Data records.
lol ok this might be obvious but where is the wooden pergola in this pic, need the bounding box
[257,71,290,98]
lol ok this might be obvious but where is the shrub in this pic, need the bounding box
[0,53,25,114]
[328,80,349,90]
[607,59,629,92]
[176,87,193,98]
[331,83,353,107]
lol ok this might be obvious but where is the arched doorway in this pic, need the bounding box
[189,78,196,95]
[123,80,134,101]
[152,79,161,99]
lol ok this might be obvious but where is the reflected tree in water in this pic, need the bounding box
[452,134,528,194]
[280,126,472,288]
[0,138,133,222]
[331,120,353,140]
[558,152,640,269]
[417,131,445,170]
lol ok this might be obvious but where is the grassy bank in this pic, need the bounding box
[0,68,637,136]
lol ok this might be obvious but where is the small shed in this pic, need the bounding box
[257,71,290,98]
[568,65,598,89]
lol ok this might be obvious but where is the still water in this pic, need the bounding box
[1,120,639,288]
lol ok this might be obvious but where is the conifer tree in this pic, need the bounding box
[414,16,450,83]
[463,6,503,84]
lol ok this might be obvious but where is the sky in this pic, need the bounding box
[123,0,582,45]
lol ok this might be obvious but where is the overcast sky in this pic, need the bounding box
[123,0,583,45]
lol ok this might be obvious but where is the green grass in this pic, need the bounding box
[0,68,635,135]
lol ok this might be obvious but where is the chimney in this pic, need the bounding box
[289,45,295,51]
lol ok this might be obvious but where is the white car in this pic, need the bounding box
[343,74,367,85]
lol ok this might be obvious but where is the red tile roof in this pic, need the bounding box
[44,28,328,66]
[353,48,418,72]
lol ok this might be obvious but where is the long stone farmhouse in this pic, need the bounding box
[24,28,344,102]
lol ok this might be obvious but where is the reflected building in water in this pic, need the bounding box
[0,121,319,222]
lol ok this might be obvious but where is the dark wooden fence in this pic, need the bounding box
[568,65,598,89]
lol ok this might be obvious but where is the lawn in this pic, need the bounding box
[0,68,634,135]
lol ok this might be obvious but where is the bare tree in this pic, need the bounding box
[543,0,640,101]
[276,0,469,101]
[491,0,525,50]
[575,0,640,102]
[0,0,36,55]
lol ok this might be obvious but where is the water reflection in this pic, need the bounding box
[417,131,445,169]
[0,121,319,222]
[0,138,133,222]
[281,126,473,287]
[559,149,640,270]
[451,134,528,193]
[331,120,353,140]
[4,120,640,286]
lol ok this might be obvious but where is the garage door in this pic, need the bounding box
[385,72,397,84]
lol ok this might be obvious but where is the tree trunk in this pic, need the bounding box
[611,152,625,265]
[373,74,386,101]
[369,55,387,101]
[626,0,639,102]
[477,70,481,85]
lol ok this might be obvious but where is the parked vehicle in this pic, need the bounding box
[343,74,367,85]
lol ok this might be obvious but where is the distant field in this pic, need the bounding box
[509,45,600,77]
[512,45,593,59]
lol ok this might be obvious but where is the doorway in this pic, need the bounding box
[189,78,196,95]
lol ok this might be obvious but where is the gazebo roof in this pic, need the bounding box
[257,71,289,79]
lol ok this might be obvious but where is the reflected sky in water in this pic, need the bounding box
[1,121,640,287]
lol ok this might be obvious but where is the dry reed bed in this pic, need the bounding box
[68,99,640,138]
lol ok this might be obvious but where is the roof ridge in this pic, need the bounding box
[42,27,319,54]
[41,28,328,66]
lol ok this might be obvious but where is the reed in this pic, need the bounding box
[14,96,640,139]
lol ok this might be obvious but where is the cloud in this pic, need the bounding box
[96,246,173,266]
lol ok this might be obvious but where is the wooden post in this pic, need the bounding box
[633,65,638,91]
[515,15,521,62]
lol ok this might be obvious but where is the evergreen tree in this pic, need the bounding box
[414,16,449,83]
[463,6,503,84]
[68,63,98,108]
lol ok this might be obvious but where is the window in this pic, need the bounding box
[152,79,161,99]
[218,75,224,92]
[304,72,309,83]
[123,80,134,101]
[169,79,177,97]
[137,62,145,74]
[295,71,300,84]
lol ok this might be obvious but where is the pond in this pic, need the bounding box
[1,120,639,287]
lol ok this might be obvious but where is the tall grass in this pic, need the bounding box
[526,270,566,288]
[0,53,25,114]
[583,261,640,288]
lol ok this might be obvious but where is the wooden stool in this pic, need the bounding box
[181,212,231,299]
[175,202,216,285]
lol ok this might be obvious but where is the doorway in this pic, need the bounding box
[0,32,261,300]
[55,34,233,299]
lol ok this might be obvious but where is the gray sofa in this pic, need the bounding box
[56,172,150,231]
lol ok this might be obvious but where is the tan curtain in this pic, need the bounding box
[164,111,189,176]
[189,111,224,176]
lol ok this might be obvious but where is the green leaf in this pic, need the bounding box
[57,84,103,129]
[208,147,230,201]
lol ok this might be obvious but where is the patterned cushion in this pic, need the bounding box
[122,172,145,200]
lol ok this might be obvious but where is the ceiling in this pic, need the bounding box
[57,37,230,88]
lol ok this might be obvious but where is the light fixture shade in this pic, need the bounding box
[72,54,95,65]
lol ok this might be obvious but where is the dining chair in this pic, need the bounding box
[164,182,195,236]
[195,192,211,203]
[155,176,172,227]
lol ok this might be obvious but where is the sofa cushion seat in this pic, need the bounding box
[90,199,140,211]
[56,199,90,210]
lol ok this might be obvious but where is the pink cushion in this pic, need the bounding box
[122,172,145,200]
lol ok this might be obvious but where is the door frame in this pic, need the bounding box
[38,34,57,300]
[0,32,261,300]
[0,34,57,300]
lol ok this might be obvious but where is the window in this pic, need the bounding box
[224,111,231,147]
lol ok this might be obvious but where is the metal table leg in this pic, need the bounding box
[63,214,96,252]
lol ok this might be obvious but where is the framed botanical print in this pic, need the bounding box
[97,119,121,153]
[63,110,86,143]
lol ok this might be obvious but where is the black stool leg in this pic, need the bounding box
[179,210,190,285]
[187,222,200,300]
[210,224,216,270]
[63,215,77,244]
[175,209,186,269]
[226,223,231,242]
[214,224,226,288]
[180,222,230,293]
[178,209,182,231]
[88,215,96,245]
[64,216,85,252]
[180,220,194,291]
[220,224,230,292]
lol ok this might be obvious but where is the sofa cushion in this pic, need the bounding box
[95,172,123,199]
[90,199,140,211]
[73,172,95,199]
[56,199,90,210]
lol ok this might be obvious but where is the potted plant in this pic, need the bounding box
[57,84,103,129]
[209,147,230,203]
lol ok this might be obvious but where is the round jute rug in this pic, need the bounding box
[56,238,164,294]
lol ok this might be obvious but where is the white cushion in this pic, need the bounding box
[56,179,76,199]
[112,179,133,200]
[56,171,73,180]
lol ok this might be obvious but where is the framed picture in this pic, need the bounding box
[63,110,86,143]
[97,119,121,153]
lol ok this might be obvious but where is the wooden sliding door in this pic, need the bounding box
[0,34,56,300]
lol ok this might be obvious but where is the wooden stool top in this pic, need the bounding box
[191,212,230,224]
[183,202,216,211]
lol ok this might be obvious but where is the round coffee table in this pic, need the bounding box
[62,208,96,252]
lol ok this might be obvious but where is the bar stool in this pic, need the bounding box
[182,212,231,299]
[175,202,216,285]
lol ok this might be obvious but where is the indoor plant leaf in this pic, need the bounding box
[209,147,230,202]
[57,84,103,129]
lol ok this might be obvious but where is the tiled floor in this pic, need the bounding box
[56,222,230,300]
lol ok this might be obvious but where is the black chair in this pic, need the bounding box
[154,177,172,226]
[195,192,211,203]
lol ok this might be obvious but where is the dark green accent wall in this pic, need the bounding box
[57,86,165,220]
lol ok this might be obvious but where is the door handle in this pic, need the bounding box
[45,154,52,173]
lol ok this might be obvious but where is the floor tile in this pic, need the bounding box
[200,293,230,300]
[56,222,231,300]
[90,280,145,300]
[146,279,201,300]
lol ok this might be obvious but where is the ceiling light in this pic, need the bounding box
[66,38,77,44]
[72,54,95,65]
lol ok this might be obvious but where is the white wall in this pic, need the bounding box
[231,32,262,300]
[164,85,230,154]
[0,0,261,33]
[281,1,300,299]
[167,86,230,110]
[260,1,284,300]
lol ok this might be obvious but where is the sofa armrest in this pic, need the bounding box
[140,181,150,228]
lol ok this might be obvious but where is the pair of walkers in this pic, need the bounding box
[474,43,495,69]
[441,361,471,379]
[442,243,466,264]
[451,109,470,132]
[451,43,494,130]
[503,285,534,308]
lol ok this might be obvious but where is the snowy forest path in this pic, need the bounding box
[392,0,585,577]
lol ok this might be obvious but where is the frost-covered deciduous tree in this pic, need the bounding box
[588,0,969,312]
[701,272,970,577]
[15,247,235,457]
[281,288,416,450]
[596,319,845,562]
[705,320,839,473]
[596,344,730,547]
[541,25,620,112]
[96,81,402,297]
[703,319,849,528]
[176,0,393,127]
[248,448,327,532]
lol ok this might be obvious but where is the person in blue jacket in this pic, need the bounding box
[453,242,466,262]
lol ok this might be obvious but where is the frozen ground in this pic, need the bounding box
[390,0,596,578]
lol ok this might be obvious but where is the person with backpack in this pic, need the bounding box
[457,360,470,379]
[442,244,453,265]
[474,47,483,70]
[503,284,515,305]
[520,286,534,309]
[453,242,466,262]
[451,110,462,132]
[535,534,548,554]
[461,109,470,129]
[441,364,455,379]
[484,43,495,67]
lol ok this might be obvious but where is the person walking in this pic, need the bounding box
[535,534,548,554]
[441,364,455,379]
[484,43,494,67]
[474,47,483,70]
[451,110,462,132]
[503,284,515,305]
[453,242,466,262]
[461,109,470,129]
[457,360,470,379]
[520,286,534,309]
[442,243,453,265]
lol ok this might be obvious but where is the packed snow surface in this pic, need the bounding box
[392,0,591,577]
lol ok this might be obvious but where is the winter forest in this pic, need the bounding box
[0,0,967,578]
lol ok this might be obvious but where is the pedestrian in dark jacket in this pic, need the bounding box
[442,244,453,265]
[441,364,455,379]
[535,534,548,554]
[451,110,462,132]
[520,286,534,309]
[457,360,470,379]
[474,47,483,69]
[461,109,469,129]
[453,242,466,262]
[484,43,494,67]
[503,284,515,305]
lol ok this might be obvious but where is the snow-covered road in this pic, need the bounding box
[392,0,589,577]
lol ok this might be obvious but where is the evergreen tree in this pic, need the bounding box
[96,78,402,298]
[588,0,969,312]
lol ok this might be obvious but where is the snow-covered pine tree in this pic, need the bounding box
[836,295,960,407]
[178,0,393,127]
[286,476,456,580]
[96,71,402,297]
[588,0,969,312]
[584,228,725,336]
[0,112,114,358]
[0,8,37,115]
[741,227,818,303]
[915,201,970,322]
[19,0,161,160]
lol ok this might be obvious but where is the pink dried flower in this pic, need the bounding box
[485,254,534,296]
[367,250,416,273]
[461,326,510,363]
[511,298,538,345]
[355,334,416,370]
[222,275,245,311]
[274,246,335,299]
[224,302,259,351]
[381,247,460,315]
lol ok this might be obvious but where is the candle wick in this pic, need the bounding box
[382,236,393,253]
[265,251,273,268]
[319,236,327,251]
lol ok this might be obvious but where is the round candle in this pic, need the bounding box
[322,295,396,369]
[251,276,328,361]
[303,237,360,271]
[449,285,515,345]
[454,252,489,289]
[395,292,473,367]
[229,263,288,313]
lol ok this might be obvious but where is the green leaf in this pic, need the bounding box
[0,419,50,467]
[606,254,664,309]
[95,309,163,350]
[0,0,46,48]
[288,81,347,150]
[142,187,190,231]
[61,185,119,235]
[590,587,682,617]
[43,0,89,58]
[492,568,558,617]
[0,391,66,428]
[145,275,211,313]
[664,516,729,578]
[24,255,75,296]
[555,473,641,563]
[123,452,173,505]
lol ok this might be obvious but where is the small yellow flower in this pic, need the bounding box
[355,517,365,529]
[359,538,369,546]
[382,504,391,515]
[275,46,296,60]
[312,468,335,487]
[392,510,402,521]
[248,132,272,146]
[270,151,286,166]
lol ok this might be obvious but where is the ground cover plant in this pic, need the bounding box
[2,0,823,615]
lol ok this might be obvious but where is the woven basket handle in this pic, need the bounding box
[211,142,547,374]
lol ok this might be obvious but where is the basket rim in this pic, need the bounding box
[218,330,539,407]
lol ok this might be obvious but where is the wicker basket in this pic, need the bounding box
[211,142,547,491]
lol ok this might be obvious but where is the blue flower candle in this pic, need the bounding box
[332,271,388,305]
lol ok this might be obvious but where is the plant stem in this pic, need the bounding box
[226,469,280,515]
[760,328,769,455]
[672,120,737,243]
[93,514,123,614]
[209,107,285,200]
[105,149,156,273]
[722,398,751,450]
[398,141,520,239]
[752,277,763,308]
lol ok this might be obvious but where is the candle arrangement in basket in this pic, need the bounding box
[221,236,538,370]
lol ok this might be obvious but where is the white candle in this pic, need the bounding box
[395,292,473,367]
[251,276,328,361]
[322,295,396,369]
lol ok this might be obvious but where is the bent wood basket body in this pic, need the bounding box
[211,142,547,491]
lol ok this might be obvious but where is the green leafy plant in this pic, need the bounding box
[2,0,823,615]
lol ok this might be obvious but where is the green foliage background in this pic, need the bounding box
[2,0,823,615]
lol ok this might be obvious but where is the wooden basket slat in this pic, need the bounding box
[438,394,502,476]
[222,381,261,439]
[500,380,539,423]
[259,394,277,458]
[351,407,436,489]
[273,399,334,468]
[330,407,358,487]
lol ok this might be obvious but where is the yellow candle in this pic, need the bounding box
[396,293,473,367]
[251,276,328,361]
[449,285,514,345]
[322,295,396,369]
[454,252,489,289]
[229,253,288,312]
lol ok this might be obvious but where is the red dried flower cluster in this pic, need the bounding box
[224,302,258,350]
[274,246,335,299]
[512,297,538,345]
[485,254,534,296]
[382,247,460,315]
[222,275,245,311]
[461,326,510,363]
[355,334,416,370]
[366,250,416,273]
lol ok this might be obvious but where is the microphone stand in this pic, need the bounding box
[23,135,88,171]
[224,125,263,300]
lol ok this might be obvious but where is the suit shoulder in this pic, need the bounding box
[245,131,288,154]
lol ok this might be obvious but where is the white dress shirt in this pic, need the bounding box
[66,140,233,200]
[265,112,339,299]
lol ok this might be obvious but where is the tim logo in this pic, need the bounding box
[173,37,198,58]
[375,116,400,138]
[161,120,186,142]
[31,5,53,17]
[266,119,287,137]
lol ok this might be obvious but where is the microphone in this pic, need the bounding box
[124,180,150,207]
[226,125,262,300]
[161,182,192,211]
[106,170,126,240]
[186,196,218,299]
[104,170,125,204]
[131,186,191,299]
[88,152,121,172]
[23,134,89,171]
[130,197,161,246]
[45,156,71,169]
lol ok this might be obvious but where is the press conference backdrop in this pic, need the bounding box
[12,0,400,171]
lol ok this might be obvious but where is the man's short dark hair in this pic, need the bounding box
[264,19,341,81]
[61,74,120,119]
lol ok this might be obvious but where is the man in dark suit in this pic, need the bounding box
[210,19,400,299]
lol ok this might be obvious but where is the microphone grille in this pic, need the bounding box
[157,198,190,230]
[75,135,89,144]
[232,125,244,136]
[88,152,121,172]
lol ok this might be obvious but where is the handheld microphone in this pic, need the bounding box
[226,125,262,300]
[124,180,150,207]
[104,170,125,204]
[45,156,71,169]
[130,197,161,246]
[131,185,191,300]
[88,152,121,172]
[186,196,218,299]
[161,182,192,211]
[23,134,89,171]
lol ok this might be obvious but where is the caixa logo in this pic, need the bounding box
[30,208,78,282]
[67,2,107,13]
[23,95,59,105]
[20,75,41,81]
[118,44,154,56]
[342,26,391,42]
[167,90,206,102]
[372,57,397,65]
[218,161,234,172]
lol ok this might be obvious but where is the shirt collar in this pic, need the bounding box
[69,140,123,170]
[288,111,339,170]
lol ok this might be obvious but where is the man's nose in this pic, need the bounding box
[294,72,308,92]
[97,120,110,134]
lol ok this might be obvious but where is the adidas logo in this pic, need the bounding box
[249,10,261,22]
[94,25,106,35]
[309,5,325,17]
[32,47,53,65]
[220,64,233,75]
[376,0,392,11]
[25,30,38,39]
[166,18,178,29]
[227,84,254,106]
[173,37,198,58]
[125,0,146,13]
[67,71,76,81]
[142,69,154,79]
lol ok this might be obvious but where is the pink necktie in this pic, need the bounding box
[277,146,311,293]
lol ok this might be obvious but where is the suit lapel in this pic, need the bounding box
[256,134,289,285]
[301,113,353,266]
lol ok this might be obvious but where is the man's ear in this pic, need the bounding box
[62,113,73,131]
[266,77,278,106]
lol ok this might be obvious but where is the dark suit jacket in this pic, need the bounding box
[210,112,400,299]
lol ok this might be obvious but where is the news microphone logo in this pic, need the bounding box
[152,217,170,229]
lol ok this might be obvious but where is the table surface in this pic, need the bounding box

Your goal. Your answer should hold the line with "lol ok this might be obvious but where is the caixa" and each line after it to the end of the data, retyped exactly. Include no other lines.

Result for this exercise.
lol ok this might be obvious but where is the caixa logo in this pic, need the bounding box
[30,208,78,282]
[67,2,107,13]
[23,95,59,105]
[20,75,41,81]
[118,44,154,56]
[342,26,391,42]
[167,90,206,102]
[372,57,397,65]
[218,161,234,172]
lol ok this might be obvious but where is the shirt collar in this pic, need the bounding box
[69,140,123,170]
[288,111,339,170]
lol ok this might be obvious but where is the man's nose in this pic, need the bounding box
[294,72,308,92]
[97,120,110,134]
lol ok this might be obvious but where is the adidas logo in this pic, need the bounding box
[249,10,261,22]
[94,25,106,35]
[309,5,325,17]
[32,47,53,65]
[220,64,233,75]
[376,0,392,11]
[25,30,38,39]
[166,18,178,29]
[227,84,254,106]
[173,37,198,58]
[125,0,146,13]
[67,71,76,81]
[142,69,154,79]
lol ok this might be obvious but where is the pink necktie in this pic, need the bounding box
[277,146,311,293]
lol ok this might be obvious but where is the suit lapel in this pic, need the bounding box
[256,134,289,285]
[301,113,353,266]
lol ok this might be obvious but where is the man's ear in this pic, need the bounding box
[62,113,73,131]
[266,77,278,106]
lol ok this might be obvious but where is the dark suit jacket in this pic, need the bounding box
[210,112,400,299]
lol ok this might be obvious but where is the news microphone logo in this pic, need the bounding box
[152,217,170,229]
lol ok this might be obvious but where is the table surface in this pic, need the bounding box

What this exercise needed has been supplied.